*** Material for this task ***
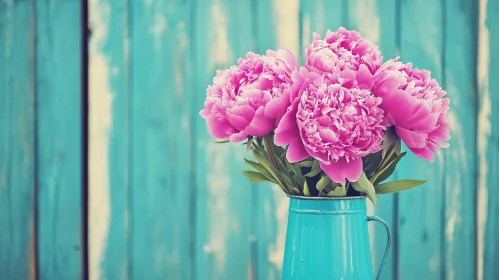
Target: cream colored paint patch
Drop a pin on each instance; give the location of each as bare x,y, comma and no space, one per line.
287,30
220,51
100,120
483,132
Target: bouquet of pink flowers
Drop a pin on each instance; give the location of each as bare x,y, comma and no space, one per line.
334,126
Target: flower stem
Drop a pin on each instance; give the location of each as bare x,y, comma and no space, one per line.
269,150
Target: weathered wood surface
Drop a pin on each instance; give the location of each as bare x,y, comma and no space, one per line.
59,139
17,141
165,201
108,140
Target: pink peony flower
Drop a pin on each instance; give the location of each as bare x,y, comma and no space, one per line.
340,50
414,104
335,121
250,98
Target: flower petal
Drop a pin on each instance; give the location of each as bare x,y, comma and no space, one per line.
260,125
296,151
220,129
412,139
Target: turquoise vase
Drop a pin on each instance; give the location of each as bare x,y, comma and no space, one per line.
327,238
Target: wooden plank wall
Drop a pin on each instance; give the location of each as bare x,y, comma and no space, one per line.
160,199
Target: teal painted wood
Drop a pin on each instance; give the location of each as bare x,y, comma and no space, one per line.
59,137
109,145
488,140
328,239
161,216
275,28
17,141
376,20
223,33
459,160
421,225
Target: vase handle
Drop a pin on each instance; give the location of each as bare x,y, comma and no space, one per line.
388,243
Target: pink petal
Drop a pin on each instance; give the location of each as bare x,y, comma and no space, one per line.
276,107
424,152
296,151
237,121
219,129
238,137
341,169
412,139
364,77
260,126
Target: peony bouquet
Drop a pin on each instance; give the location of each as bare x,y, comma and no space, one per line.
334,126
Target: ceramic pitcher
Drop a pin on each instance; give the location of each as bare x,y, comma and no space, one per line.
327,238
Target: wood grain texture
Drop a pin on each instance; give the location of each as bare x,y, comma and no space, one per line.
421,224
109,148
223,195
376,20
161,140
59,159
17,141
488,140
459,80
277,26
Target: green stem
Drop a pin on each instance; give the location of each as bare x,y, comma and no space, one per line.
269,151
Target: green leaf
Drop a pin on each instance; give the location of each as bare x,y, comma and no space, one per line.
382,175
392,141
322,183
305,163
249,143
398,186
306,191
255,177
371,162
260,168
365,186
316,168
338,191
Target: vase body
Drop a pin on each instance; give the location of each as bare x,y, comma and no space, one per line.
327,239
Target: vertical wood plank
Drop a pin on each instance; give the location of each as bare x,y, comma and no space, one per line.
460,159
277,26
59,95
376,20
488,140
223,195
421,209
161,141
108,140
17,142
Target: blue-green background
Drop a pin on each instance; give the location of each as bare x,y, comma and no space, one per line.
107,170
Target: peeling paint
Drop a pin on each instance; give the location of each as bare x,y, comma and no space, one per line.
99,128
220,51
218,184
157,29
276,252
286,14
366,12
484,130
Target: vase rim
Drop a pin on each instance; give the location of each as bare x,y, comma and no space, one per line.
326,197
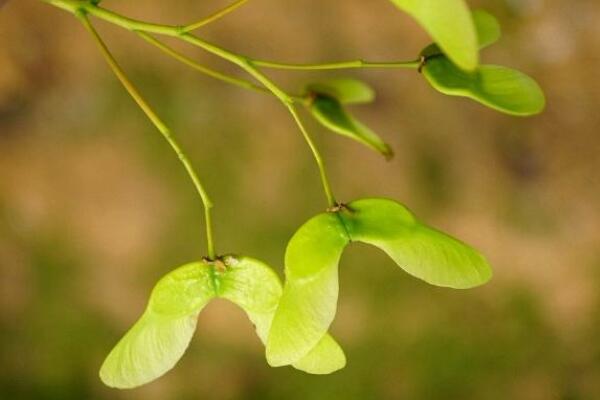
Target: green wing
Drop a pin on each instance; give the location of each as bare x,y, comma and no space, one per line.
421,251
450,25
309,301
160,337
254,287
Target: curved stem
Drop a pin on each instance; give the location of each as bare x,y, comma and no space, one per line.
198,67
160,125
217,15
286,100
353,64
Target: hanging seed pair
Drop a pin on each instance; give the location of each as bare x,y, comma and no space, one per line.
292,320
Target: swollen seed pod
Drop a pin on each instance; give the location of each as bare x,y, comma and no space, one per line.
500,88
450,25
326,104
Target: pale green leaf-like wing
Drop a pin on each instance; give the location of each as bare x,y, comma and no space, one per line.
160,337
487,27
503,89
309,301
345,90
255,288
421,251
331,114
450,24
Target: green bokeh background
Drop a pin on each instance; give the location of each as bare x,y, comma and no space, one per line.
94,208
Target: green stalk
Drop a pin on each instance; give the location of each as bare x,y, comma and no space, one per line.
198,67
218,15
159,124
353,64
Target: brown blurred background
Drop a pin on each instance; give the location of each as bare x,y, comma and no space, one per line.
94,208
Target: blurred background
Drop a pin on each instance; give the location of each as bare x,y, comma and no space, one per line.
94,207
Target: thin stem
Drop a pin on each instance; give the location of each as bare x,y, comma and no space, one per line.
198,67
217,15
286,100
317,155
160,125
353,64
241,61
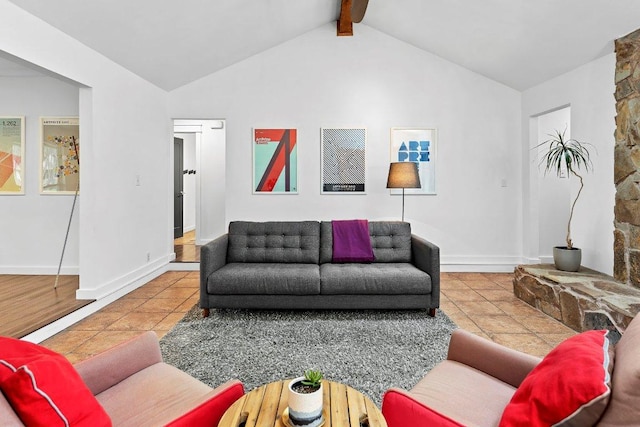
***
▶ _Goal_
Find each line in the records that contains the word "vase", and copy those lines in order.

▶ _Exercise response_
Target: turquoise vase
Target: vase handle
Target: vase body
Target: vase rim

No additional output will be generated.